* **Assigned task**: Your answer must be an exact copy of the records below.

* **Source data**:
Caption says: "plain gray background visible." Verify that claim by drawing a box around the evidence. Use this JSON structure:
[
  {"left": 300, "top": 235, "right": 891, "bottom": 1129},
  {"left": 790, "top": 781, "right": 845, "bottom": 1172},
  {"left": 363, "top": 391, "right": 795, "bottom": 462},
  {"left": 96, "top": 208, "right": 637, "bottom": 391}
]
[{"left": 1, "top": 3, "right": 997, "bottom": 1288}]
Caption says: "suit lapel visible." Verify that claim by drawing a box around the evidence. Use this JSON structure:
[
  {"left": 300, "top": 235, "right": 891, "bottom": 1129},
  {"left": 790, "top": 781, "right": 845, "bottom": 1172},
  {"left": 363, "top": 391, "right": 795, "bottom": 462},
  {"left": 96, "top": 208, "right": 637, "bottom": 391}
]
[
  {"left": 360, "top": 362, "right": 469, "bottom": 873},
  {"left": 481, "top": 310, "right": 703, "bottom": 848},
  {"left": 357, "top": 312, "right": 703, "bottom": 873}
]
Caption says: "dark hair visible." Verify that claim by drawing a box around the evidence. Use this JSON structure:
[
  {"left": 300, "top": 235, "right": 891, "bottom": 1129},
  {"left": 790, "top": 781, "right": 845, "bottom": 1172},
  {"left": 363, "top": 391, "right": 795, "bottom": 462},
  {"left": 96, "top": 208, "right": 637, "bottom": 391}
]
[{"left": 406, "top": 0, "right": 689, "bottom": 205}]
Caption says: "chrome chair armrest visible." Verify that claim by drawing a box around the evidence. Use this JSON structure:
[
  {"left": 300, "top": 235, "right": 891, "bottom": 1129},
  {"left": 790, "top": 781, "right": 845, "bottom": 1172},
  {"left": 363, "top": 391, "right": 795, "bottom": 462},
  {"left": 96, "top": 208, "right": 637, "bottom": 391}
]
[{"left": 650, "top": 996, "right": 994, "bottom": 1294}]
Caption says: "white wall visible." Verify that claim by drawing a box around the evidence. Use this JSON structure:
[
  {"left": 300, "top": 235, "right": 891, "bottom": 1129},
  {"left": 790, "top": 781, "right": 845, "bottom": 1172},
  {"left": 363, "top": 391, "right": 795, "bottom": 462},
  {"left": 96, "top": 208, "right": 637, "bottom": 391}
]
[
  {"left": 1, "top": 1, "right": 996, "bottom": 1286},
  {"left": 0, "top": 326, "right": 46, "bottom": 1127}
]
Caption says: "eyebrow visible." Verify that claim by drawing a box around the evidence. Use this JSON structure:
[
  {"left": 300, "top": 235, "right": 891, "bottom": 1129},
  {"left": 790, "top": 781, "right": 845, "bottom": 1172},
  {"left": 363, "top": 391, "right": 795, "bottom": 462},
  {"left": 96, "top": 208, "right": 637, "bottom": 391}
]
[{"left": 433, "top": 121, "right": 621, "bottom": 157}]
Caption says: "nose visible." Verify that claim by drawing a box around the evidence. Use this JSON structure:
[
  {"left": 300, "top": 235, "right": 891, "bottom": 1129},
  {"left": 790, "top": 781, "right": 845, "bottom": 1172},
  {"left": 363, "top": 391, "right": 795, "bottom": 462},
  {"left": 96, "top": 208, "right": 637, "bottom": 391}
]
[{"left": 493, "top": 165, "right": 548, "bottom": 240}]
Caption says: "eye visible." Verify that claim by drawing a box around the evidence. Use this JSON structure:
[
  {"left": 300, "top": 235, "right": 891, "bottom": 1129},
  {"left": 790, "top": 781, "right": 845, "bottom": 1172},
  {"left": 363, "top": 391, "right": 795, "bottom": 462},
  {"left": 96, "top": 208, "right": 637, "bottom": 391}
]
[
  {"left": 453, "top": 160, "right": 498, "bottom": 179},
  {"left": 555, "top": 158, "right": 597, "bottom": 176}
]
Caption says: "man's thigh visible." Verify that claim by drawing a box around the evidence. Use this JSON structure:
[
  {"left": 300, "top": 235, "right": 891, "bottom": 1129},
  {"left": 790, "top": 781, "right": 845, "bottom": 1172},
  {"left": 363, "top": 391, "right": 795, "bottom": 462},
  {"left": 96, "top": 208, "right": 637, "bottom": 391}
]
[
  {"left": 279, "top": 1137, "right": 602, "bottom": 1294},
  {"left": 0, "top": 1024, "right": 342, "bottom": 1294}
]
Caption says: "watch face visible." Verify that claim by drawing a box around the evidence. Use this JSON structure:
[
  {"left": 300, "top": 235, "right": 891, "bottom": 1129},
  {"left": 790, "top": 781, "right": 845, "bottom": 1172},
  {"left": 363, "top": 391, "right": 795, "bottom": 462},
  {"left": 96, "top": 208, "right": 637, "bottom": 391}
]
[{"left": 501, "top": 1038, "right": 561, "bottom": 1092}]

* **Expected answer**:
Caption says: "plain gray background visible." Verify that claim by drawing a box around the evidence. Use this JSON structure:
[
  {"left": 300, "top": 235, "right": 891, "bottom": 1129},
  {"left": 790, "top": 781, "right": 845, "bottom": 1172},
  {"left": 363, "top": 391, "right": 795, "bottom": 462},
  {"left": 96, "top": 208, "right": 637, "bottom": 391}
]
[{"left": 1, "top": 3, "right": 997, "bottom": 1288}]
Caption says: "suit lapel visible." Verify that claim by drawing a box around the evidence. Use this JSON structure:
[
  {"left": 300, "top": 235, "right": 891, "bottom": 1129},
  {"left": 790, "top": 781, "right": 845, "bottom": 1172},
  {"left": 363, "top": 391, "right": 795, "bottom": 462},
  {"left": 96, "top": 208, "right": 637, "bottom": 391}
]
[
  {"left": 360, "top": 362, "right": 469, "bottom": 873},
  {"left": 481, "top": 310, "right": 703, "bottom": 848},
  {"left": 357, "top": 312, "right": 703, "bottom": 873}
]
Caption says: "dark hair visible." Verify that claim by drawing a box around the evidence. Use this JSON structure:
[
  {"left": 300, "top": 235, "right": 891, "bottom": 1129},
  {"left": 790, "top": 781, "right": 845, "bottom": 1172},
  {"left": 363, "top": 391, "right": 795, "bottom": 462},
  {"left": 96, "top": 208, "right": 637, "bottom": 391}
]
[{"left": 406, "top": 0, "right": 689, "bottom": 205}]
Caption says: "chrome chair armrest visible." Verify that claim by drawing a box around the evidence. Use this JSON structure:
[
  {"left": 300, "top": 235, "right": 891, "bottom": 1129},
  {"left": 790, "top": 781, "right": 845, "bottom": 1172},
  {"left": 363, "top": 391, "right": 795, "bottom": 462},
  {"left": 96, "top": 208, "right": 637, "bottom": 391}
]
[{"left": 650, "top": 996, "right": 994, "bottom": 1294}]
Caption says: "white wall visible." Verify that claim by drawing a box around the evidence. Use this JSON structure:
[
  {"left": 300, "top": 235, "right": 891, "bottom": 1129},
  {"left": 790, "top": 781, "right": 845, "bottom": 1172},
  {"left": 363, "top": 391, "right": 795, "bottom": 462},
  {"left": 96, "top": 208, "right": 637, "bottom": 391}
]
[
  {"left": 1, "top": 1, "right": 996, "bottom": 1286},
  {"left": 0, "top": 326, "right": 46, "bottom": 1127}
]
Caption says: "eyebrow visible." Verify that claim by drawing a box around the evidence. Use this JSON structure:
[
  {"left": 300, "top": 235, "right": 891, "bottom": 1129},
  {"left": 790, "top": 781, "right": 845, "bottom": 1172},
  {"left": 363, "top": 391, "right": 795, "bottom": 462},
  {"left": 96, "top": 208, "right": 637, "bottom": 391}
]
[{"left": 433, "top": 121, "right": 621, "bottom": 157}]
Caption says: "nose visible." Verify that claim by drawing a box around the evidence. Use this JSON structure:
[
  {"left": 300, "top": 235, "right": 891, "bottom": 1129},
  {"left": 790, "top": 781, "right": 845, "bottom": 1172},
  {"left": 363, "top": 391, "right": 795, "bottom": 462},
  {"left": 96, "top": 208, "right": 637, "bottom": 391}
]
[{"left": 493, "top": 165, "right": 548, "bottom": 240}]
Caption says: "eye visible." Verify that claim by drawing a box around the evidence. Use this JSON structure:
[
  {"left": 300, "top": 235, "right": 891, "bottom": 1129},
  {"left": 790, "top": 781, "right": 845, "bottom": 1172},
  {"left": 363, "top": 391, "right": 795, "bottom": 462},
  {"left": 96, "top": 208, "right": 637, "bottom": 391}
]
[
  {"left": 453, "top": 160, "right": 498, "bottom": 179},
  {"left": 555, "top": 158, "right": 597, "bottom": 176}
]
Caption says: "man's thigh visible." Verify that claim by drawing a box around the evidence. Use this JSON structure:
[
  {"left": 300, "top": 235, "right": 891, "bottom": 1129},
  {"left": 790, "top": 781, "right": 845, "bottom": 1172},
  {"left": 363, "top": 391, "right": 795, "bottom": 462},
  {"left": 96, "top": 208, "right": 637, "bottom": 391}
]
[
  {"left": 279, "top": 1137, "right": 602, "bottom": 1294},
  {"left": 0, "top": 1024, "right": 342, "bottom": 1294}
]
Caption says: "watch face visible." Verify that claim by drawing a box around the evidence. Use this JSON structure:
[
  {"left": 300, "top": 235, "right": 891, "bottom": 1129},
  {"left": 790, "top": 781, "right": 845, "bottom": 1172},
  {"left": 363, "top": 391, "right": 795, "bottom": 462},
  {"left": 96, "top": 208, "right": 637, "bottom": 391}
]
[{"left": 501, "top": 1038, "right": 561, "bottom": 1092}]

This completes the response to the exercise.